START Record extracts

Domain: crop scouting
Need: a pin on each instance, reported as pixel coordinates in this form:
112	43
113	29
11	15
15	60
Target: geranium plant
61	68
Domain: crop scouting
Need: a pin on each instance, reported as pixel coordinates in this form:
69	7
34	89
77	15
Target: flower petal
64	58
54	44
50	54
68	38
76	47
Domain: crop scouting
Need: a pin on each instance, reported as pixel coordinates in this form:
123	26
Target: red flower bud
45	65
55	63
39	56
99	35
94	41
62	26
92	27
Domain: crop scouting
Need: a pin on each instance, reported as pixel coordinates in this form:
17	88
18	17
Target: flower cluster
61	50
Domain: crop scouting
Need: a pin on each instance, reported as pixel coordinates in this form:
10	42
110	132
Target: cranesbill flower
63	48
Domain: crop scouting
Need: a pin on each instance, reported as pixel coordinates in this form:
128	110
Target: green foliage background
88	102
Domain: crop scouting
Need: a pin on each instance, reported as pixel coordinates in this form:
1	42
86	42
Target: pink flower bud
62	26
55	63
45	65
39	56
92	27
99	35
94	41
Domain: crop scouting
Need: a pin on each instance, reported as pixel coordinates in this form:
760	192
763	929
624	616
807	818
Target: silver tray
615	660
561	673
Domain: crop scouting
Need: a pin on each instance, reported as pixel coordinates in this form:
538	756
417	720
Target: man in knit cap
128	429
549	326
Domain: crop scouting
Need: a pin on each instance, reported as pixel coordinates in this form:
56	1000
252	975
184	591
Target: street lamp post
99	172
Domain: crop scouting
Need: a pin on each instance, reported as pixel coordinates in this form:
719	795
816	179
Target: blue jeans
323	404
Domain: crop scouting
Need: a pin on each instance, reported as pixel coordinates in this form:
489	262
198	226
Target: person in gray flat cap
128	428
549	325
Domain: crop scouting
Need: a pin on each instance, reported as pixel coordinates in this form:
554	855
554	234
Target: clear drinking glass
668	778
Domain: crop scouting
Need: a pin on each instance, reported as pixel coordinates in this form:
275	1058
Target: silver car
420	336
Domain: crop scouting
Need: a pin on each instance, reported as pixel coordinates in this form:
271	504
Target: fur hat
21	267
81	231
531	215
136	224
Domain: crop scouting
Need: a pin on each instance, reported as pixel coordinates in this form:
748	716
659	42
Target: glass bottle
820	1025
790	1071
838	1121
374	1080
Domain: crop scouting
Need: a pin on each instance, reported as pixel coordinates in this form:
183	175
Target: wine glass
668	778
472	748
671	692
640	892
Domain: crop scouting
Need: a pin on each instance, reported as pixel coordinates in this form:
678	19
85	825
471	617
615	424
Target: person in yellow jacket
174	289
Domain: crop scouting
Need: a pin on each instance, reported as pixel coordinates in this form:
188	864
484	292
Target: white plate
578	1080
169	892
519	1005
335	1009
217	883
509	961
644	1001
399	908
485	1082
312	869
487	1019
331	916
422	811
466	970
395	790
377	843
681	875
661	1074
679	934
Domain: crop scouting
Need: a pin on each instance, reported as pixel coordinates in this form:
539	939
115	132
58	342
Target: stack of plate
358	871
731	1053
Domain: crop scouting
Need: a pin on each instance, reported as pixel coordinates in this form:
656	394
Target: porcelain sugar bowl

END Record extracts

Copy every line above without altering a word.

Domain: crop scouting
Need: a pin on each instance, reported as pixel coordinates in this form:
112	43
113	29
11	15
15	60
Target: geranium plant
61	68
Domain: crop scouting
Need: a pin on each instance, reported as pixel coordinates in this form:
69	7
34	89
77	15
Target: flower petal
64	58
54	44
50	54
68	38
76	47
Domain: crop scouting
Need: a pin on each instance, reported as pixel coordinates in this form:
123	26
Target: red flower bud
45	65
55	63
39	56
99	35
94	41
62	26
92	27
Domain: crop scouting
Need: a pin on each instance, reported as pixel coordinates in this form:
17	88
18	17
Target: flower cluster
61	50
Domain: crop scouting
Need: a pin on each instance, reported as pixel coordinates in this form:
10	42
110	132
Target: cranesbill flower
63	48
Domain: crop scouting
Need: a pin on each instance, reported as pixel coordinates in this form:
128	110
Target: green foliage background
88	102
Domain: crop scouting
Need: a pin on each instance, reported as pixel coordinates in this form:
1	42
86	42
Target: pink flower bud
62	26
55	63
45	65
39	56
92	27
99	35
94	41
Domain: crop scouting
Need: a pin on each instance, reported as pixel coordinates in this form:
760	192
763	929
624	616
807	818
Target: silver tray
615	660
561	673
Domain: crop scouting
Need: a pin on each instance, reported as pixel coordinates in this form:
538	756
417	720
Target: man in knit cap
128	429
549	326
Domain: crop scouting
Need: a pin on each instance, reported as pixel coordinates in this form:
56	1000
252	975
184	591
Target: street lamp post
99	172
Domain: crop scouting
Need: a pin on each instance, reported as pixel coordinates in this form:
719	795
816	179
Target: blue jeans
323	404
Domain: crop scouting
Need: a pin on each instance, reported as pixel coordinates in this form:
489	262
198	226
Target: person in gray flat cap
128	428
549	325
Domain: crop scouting
Need: a pin on each instance, reported as pixel coordinates in this form:
554	855
554	234
Target: clear drinking glass
668	778
Domain: crop scouting
Need: a pin on each instance, reported as pixel coordinates in this form:
275	1058
Target: silver car
420	336
Domain: crop scouting
Need: a pin on each instance, reported as pixel coordinates in this form:
271	504
Target: fur hat
21	267
81	231
531	215
136	224
Domain: crop scouting
Need: a pin on each instance, reported as pixel coordinates in this form:
748	716
659	42
Target: glass bottle
820	1025
790	1071
838	1121
374	1080
Domain: crop scouting
Need: a pin on each instance, reported as pixel coordinates in this form:
183	175
Target: wine glass
668	778
472	748
671	692
640	892
Domain: crop scouting
Need: a pin on each instance, reported as pixel coordinates in this form:
678	19
85	825
471	617
615	424
Target: person in yellow jacket
174	289
Domain: crop scouting
Need: a pin on each instance, reported as pixel coordinates in this form:
188	864
484	292
Target: white plate
578	1080
169	892
519	1005
335	1009
217	883
509	961
644	1001
399	908
485	1082
312	869
487	1019
331	916
422	811
466	970
395	790
377	843
681	875
661	1074
679	934
Domain: crop scouting
Need: a pin on each instance, reported as pixel coordinates in this form:
539	939
115	132
58	342
Target: stack of plate
358	871
731	1053
Domain: crop scouting
Need: a pin on each instance, reported as pixel coordinates in this form:
656	394
Target: porcelain sugar bowl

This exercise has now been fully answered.